Could you reproduce the data below word for word, with every line unchanged?

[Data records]
>> start
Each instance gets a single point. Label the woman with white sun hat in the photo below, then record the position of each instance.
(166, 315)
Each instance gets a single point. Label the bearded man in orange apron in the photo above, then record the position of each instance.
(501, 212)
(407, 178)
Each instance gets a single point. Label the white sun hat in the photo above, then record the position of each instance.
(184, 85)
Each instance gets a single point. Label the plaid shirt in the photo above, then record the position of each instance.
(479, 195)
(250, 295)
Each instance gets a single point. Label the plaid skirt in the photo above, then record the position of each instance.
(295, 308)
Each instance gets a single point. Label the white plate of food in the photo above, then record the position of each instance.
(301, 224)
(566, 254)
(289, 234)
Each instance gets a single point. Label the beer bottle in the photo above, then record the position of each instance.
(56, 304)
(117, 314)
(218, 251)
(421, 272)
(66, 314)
>> end
WRITTEN RESPONSE |
Each instance gets a single point. Label the woman with white sun hat in the photo below, then record the position of each instance.
(166, 315)
Each instance gets a single point. Label the bearded man in orange apron in the photo above, then record the position of each instance.
(501, 212)
(407, 178)
Each instance gets a single point. Label the white sun hat in the photo above, then record the position of each instance.
(184, 85)
Each instance gets a single point. Label the plaid shirt in the photo above, then record the position of each instance.
(479, 195)
(250, 295)
Each instance gets a single point. Label the plaid skirt in the photo above, then record the position of each instance.
(295, 308)
Each instance gets a single point. Label the white plate of food in the photo above, then record the position of each instance.
(301, 224)
(566, 254)
(289, 234)
Each instance gets a single point. Label the beer bottle in the photo above, then record the position of each instance.
(56, 304)
(117, 314)
(218, 251)
(421, 272)
(66, 314)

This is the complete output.